▶ PROBLEM DETAILS
Set down, word for word, the stretch of lines from the one containing "Objective — locate every instance of the white" to the end of the records below.

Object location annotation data
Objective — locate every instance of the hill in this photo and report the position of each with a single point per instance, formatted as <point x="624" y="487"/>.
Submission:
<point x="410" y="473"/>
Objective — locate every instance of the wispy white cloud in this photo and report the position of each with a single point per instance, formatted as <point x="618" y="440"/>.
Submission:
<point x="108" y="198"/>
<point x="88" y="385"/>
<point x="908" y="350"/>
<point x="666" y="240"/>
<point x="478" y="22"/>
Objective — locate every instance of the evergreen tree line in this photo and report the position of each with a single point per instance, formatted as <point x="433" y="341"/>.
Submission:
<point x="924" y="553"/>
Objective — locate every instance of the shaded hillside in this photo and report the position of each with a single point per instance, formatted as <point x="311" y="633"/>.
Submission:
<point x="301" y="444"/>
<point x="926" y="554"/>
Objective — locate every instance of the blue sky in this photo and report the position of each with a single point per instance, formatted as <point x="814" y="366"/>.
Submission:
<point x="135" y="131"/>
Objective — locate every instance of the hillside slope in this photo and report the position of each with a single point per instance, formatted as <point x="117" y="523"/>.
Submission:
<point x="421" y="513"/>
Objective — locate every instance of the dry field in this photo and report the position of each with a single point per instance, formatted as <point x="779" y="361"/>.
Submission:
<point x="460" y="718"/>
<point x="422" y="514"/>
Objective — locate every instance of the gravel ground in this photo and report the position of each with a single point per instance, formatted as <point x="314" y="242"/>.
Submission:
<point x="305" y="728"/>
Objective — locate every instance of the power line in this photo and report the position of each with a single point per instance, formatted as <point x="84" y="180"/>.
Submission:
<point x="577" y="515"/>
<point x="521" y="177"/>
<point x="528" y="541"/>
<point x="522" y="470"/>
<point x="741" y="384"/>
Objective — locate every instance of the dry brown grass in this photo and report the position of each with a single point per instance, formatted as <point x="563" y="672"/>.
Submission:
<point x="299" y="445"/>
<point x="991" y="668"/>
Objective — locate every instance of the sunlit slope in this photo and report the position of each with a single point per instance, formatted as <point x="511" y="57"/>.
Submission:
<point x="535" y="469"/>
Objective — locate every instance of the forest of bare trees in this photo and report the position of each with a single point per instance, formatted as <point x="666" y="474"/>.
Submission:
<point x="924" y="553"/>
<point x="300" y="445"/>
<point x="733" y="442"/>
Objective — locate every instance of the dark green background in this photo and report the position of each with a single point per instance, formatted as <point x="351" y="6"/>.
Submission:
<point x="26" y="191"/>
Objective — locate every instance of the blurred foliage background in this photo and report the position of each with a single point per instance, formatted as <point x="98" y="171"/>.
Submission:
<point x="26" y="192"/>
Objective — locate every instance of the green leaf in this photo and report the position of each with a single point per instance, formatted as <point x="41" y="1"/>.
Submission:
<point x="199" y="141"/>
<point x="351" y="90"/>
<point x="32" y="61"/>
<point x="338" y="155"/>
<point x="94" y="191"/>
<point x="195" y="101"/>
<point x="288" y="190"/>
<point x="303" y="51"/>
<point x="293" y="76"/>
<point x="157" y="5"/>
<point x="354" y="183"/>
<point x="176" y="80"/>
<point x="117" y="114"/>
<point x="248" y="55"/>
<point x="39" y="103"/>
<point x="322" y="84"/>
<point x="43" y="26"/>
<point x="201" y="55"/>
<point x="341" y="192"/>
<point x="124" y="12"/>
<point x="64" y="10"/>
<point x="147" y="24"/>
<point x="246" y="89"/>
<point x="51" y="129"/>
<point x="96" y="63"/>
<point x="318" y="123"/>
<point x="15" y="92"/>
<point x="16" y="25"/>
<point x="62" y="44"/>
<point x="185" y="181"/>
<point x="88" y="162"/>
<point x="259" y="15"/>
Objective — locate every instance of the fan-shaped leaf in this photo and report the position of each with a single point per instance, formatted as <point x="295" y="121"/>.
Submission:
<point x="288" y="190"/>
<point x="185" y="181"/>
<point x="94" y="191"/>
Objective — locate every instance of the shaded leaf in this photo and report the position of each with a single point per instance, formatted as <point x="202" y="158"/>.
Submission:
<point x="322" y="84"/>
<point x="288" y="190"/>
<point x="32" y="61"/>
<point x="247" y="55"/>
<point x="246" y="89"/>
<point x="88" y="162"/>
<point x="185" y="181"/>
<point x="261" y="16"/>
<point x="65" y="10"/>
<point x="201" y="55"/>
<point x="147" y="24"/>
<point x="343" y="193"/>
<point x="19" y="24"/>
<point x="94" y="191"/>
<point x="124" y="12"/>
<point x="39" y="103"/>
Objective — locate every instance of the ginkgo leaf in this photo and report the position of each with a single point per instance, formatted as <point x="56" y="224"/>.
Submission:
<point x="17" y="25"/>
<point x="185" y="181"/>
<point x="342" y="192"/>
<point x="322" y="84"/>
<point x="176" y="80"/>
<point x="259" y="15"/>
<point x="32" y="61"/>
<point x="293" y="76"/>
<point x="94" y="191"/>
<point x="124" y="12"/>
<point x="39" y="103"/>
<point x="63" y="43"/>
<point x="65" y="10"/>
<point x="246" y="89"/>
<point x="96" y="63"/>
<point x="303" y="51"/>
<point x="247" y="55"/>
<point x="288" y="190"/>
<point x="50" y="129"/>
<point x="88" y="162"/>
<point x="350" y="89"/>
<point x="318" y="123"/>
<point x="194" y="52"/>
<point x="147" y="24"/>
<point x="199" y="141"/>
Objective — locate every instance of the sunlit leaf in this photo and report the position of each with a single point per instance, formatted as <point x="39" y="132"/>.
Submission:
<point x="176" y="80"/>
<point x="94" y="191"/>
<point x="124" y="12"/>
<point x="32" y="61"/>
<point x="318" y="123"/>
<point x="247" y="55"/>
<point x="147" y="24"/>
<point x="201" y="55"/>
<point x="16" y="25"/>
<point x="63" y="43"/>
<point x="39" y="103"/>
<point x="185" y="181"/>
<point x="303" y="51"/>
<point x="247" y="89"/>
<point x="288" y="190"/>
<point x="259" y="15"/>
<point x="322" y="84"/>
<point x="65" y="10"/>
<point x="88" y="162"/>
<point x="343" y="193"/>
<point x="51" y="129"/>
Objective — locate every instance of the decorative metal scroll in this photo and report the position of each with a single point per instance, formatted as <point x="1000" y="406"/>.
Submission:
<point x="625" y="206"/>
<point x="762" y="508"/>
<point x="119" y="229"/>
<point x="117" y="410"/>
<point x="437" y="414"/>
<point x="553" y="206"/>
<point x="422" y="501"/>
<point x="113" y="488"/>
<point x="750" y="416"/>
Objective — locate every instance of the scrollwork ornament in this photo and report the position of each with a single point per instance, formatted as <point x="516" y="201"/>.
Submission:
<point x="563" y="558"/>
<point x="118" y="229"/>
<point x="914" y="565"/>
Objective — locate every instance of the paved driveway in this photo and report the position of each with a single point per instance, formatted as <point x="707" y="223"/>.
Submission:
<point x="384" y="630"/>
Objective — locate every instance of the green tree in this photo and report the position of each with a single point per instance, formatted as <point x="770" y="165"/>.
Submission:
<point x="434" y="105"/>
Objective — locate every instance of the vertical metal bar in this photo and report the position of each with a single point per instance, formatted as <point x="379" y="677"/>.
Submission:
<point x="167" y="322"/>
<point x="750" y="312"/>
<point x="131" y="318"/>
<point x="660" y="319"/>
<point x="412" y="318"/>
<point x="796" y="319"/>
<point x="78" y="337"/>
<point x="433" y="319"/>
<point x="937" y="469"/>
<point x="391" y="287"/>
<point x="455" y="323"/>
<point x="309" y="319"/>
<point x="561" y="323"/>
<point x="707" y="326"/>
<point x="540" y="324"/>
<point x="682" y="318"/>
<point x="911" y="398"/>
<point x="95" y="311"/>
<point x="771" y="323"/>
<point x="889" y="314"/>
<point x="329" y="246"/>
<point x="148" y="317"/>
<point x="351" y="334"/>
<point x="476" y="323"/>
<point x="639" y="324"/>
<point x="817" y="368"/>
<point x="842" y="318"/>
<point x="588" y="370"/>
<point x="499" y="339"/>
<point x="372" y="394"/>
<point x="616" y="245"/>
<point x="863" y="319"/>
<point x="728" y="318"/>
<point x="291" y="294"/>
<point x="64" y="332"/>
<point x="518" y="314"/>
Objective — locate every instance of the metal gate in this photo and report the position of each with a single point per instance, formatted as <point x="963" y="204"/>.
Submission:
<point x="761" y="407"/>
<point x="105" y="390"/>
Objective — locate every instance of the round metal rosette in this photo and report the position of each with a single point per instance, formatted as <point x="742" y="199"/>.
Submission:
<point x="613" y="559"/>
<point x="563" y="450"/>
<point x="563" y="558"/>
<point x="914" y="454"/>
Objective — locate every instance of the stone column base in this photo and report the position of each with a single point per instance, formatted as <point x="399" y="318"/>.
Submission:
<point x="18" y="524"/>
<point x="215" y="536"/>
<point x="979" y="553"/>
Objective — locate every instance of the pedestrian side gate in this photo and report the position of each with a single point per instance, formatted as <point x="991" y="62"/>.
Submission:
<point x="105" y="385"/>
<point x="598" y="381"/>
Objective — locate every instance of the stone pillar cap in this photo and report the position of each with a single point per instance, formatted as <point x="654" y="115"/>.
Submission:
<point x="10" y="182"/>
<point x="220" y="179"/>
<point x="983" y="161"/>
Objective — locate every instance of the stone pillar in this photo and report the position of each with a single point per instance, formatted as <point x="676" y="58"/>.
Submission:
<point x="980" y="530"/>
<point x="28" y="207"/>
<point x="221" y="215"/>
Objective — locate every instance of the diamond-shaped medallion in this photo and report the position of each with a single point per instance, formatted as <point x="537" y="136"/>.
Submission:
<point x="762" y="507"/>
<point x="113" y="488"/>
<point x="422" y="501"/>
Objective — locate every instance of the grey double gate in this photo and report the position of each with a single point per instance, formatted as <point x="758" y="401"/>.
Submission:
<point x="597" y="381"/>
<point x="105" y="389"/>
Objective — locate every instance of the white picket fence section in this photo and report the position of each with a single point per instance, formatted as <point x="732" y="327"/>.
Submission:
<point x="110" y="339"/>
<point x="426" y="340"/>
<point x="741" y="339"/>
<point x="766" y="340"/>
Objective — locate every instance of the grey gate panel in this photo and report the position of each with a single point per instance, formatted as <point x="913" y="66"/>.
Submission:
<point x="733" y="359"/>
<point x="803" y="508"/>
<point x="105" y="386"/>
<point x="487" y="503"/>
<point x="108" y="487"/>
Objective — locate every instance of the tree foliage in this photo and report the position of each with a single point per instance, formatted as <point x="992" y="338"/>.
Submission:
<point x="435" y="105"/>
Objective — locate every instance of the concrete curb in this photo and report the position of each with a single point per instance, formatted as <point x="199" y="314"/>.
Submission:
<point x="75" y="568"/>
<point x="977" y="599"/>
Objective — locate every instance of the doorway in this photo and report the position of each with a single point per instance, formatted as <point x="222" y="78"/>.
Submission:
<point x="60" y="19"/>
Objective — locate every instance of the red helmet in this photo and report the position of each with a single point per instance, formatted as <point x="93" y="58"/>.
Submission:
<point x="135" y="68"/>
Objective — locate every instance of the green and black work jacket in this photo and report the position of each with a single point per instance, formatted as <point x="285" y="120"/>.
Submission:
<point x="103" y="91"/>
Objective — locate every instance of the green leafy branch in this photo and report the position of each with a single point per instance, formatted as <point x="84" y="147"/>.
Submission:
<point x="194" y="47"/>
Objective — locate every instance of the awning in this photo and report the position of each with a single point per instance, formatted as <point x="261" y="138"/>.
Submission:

▶ ANSWER TO THIS EXERCISE
Objective — locate every instance of the white picket fence section in this photo and report the position of each with a single point per instance, formatted as <point x="732" y="327"/>.
Submission:
<point x="110" y="339"/>
<point x="426" y="340"/>
<point x="741" y="339"/>
<point x="766" y="340"/>
Objective — locate every instance of the grey gate panel in this photo and report the position of each with a single point per instance, formatted as <point x="913" y="66"/>.
Submission:
<point x="733" y="359"/>
<point x="803" y="508"/>
<point x="105" y="386"/>
<point x="487" y="503"/>
<point x="108" y="487"/>
Objective — locate every instance of the tree foliage in this photo and report the position of each with a single point per instance, formatted as <point x="992" y="338"/>.
Submission:
<point x="435" y="105"/>
Objective — locate every instance of the concrete curb in this photo and report the position of each with a single point per instance, formatted as <point x="199" y="314"/>.
Submission:
<point x="75" y="568"/>
<point x="977" y="599"/>
Objective — locate every instance of the doorway in this photo and report the position of each with a single point per instance, formatted as <point x="222" y="78"/>.
Submission:
<point x="60" y="19"/>
Objective — locate every instance of the red helmet in this photo and report the position of each with a single point per instance, formatted as <point x="93" y="58"/>.
Submission:
<point x="135" y="68"/>
Objective — locate every instance of the green and black work jacket in this photo and report the position of each with a single point per instance, formatted as <point x="285" y="120"/>.
Submission:
<point x="103" y="91"/>
Objective — locate every instance of the green leafy branch in this photo and report the position of each with a single point per instance, formatted as <point x="84" y="147"/>.
Submission:
<point x="194" y="47"/>
Objective — locate every instance of the awning in this photo and report the position of each with a single point per instance, formatted as <point x="261" y="138"/>.
Submission:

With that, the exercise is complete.